EXERCÍCIOS PROPOSTOS.
1/ Segundo o excerto, a que distância de La Paz fica Rurrenabaque?
2/ No excerto, reproduza o trecho que começa pelas palavras "O escritório da" e termina em "mata amazónica.", substituindo "mata amazónica" por "floresta amazónica".
3/ Enumere todos os nomes próprios de lugares que surgem no excerto.

EXCERTO CITADO.
Quando me mudei para a Bolívia, em 1999, comecei,
naturalmente, a informar-me sobre a minha nova terra. Entre outras coisas, li
alguns livros de História daquela parte do mundo. E fiquei com uma dúvida: Sendo
os Andes secos, pouco férteis e frios, porque teriam as pessoas
preferido instalar-se no planalto a instalar-se nas terras baixas? A questão do
número de habitantes das Américas antes da chegada dos europeus não é nada pacífica,
mas todos os livros que li me diziam que, no início do século XVI, havia quatro
ou cinco vezes mais habitantes no altiplano que em todas as terras baixas da
América do Sul. Porquê? Fiz a pergunta a vários bolivianos, mas ninguém me
soube responder. Tive finalmente uma resposta satisfatória no Natal de de 2000; e tive-a de uma forma relativamente desagradável...
O escritório da Karen, a minha mulher, fechava durante as festas e resolvemos aproveitar para ir dar uma volta à Amazónia
boliviana. Fomos para uma vilazinha chamada Rurrenabaque, a cerca de uma hora
de avião de La Paz. A vila tem uma situação privilegiada, à beira de um dos
maiores rios da região, o Beni, e ali mesmo onde acabam os Andes e começa a
mata amazónica.

REGISTOS ARMAZENADOS.
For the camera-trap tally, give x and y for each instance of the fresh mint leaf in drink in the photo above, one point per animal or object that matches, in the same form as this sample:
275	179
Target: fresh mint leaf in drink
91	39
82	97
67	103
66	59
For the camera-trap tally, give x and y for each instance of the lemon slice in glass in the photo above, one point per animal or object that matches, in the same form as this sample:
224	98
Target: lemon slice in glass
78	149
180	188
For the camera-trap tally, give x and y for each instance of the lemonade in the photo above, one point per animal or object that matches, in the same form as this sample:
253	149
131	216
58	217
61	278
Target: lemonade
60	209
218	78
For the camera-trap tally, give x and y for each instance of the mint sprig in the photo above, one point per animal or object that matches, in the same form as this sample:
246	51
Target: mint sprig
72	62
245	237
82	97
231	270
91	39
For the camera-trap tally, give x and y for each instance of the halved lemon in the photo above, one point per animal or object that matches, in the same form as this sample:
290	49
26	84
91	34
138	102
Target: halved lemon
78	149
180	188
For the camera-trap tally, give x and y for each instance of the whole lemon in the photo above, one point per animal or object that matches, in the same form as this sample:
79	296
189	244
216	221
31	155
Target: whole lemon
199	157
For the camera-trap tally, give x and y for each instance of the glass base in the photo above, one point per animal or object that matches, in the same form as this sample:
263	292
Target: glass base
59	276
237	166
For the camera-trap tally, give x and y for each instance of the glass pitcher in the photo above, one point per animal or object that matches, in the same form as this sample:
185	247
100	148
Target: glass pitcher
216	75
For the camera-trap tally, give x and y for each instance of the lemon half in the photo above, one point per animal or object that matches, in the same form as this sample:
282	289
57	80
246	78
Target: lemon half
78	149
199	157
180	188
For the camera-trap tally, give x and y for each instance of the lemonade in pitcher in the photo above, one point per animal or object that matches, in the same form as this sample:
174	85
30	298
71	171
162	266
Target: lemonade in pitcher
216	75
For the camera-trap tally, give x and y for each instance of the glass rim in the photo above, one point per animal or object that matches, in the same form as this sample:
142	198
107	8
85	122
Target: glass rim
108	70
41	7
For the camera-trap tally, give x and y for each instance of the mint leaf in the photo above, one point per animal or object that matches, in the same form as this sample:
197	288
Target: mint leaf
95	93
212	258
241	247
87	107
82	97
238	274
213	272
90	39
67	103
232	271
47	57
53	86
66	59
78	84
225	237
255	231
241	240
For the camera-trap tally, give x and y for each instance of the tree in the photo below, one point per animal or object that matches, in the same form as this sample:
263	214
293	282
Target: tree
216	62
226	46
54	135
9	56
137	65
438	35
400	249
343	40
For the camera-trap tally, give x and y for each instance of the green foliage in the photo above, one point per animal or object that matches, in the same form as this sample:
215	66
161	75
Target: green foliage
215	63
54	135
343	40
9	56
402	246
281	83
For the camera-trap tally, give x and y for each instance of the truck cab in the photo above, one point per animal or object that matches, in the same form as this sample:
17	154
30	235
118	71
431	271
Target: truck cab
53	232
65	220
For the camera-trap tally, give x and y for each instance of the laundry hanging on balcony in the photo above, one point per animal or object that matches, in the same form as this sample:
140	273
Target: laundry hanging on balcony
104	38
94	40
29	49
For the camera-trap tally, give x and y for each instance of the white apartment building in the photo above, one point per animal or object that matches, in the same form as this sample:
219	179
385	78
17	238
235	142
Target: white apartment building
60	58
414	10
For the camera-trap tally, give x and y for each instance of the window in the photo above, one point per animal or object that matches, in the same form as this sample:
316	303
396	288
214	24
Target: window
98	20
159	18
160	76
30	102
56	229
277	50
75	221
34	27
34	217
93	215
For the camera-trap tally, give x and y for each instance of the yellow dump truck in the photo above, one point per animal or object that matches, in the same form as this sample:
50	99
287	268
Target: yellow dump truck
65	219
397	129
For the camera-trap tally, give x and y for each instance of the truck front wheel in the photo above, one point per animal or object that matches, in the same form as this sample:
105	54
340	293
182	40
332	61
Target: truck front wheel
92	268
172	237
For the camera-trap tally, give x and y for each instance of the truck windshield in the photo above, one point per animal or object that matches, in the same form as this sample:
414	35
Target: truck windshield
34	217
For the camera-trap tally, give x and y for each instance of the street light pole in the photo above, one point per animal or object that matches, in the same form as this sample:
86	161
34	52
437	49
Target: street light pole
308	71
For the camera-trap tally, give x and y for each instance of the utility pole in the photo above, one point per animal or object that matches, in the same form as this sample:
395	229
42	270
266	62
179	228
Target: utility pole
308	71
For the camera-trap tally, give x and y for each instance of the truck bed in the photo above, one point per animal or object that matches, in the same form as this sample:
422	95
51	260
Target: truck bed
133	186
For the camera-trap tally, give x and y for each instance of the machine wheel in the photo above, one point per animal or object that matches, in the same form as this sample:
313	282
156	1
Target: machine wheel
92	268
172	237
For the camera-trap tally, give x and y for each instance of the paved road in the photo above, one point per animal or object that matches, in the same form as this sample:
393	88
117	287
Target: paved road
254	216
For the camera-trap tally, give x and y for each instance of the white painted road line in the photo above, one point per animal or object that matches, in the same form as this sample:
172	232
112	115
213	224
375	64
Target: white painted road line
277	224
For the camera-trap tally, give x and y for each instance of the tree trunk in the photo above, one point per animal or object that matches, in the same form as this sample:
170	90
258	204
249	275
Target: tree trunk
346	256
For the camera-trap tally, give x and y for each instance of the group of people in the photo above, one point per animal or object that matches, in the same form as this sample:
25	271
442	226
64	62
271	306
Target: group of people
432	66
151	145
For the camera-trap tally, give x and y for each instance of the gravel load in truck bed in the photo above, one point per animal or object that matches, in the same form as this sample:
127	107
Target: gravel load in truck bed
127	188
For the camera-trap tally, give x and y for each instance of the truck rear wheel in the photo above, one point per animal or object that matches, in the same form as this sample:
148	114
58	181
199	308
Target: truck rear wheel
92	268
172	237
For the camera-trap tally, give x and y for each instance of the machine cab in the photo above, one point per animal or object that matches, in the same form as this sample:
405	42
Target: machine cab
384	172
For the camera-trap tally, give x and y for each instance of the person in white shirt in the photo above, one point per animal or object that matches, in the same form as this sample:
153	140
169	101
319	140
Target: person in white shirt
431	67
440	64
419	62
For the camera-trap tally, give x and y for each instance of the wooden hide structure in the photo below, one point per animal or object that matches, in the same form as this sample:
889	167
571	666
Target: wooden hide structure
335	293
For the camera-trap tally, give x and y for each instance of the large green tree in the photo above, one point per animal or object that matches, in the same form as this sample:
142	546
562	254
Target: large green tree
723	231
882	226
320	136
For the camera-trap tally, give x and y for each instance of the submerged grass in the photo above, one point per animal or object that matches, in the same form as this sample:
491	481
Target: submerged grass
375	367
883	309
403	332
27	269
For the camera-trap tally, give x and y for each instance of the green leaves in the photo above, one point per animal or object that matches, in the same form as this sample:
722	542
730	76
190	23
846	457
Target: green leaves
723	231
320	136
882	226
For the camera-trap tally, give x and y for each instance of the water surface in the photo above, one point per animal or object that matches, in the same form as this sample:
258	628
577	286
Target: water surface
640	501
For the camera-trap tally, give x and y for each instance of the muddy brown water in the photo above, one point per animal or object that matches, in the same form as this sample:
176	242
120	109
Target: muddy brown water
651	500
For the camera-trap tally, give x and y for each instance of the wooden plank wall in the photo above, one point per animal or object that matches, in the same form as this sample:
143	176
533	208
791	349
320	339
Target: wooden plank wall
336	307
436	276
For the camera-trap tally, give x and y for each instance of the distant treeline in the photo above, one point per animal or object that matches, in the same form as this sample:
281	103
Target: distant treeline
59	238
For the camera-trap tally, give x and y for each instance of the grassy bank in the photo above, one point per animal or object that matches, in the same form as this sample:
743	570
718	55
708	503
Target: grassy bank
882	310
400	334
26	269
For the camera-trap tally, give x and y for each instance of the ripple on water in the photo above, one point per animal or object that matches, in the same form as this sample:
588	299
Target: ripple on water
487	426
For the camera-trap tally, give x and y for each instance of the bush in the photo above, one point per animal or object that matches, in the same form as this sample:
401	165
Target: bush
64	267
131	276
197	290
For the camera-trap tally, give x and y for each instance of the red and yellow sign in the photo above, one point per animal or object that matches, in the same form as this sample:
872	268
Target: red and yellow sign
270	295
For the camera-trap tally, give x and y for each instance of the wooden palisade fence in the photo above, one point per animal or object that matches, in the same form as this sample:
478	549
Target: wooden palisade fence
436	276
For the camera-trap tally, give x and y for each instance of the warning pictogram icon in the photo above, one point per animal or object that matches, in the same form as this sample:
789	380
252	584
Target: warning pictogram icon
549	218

RESOLUÇÕES COMPLETAS.
1/ A cerca de uma hora de avião.

2/
O escritório da Karen, a minha mulher, fechava durante as festas e resolvemos aproveitar para ir dar uma volta à Amazónia
boliviana. Fomos para uma vilazinha chamada Rurrenabaque, a cerca de uma hora
de avião de La Paz. A vila tem uma situação privilegiada, à beira de um dos
maiores rios da região, o Beni, e ali mesmo onde acabam os Andes e começa a
floresta amazónica.

3/ Bolívia, Andes, Américas, América do Sul, Amazónia, Rurrenabaque, La Paz, Beni